__INSTRUÇÕES DO EXERCÍCIO__. Transcreva o trecho sobre educação e trabalho a partir das palavras "Inclusive, a educação" até "mídias de massa.", inclusive, trocando "trabalho" por "ofício".

__BLOCO DE TEXTO__.
-*-*-

Inclusive, a educação deve preparar o homem com essas cautelas: formando e informando sobre as limitações máximas de sentido que se deverá atribuir ao trabalho. Uma Educação saudável também pregará que a subsistência de um “ser completo”, por sua vez, vai além da produção do lucro material e da felicidade ilusória, repisada pelas mídias de massa.

Recursos e sistemas educacionais em contexto de desemprego e subemprego costumam viciar-se na direção única do emprego, assim como, em regiões de urbanismo precário, tende-se a colocar o futuro das crianças a serviço de um progresso numérico, pobre, materialista.

-*-*-

__DADOS EM ANÁLISE__.
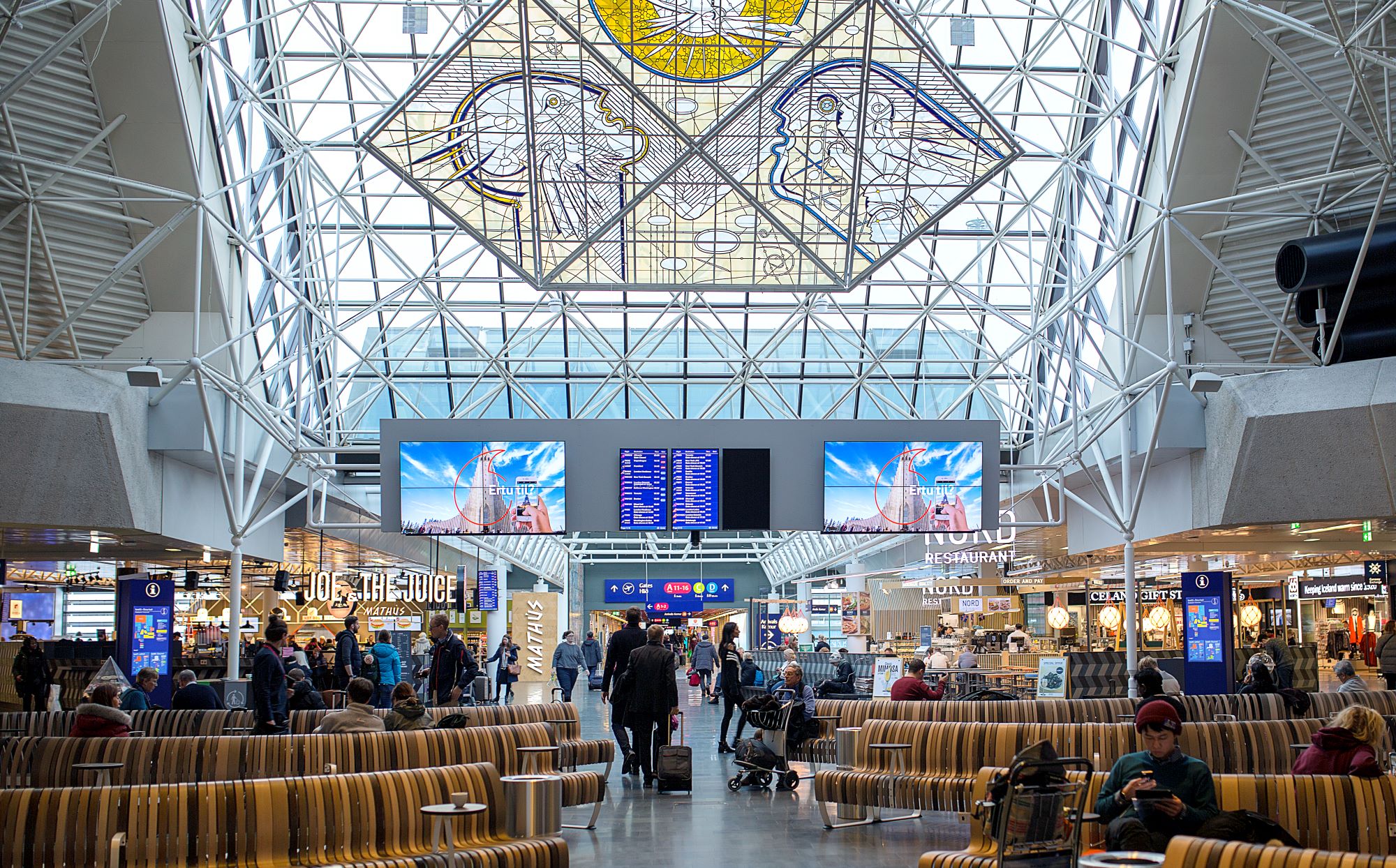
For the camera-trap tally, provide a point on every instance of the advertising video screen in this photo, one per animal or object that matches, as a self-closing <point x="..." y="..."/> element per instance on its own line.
<point x="904" y="488"/>
<point x="482" y="488"/>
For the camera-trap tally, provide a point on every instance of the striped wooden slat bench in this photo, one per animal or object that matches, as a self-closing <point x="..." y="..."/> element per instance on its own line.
<point x="1351" y="816"/>
<point x="1203" y="853"/>
<point x="946" y="757"/>
<point x="48" y="761"/>
<point x="348" y="820"/>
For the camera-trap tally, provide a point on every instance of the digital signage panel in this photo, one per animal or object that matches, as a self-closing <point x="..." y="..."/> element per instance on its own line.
<point x="695" y="493"/>
<point x="904" y="488"/>
<point x="644" y="489"/>
<point x="482" y="488"/>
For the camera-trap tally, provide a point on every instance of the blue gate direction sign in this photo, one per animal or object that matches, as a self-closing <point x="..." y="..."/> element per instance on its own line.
<point x="674" y="597"/>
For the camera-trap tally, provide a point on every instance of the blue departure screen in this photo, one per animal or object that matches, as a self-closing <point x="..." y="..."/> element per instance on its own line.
<point x="644" y="489"/>
<point x="695" y="493"/>
<point x="151" y="638"/>
<point x="1204" y="630"/>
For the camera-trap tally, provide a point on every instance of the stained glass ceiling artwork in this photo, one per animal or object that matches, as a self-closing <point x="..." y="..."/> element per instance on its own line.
<point x="664" y="144"/>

-*-*-

__SUA SOLUÇÃO__.
Inclusive, a educação deve preparar o homem com essas cautelas: formando e informando sobre as limitações máximas de sentido que se deverá atribuir ao ofício. Uma Educação saudável também pregará que a subsistência de um “ser completo”, por sua vez, vai além da produção do lucro material e da felicidade ilusória, repisada pelas mídias de massa.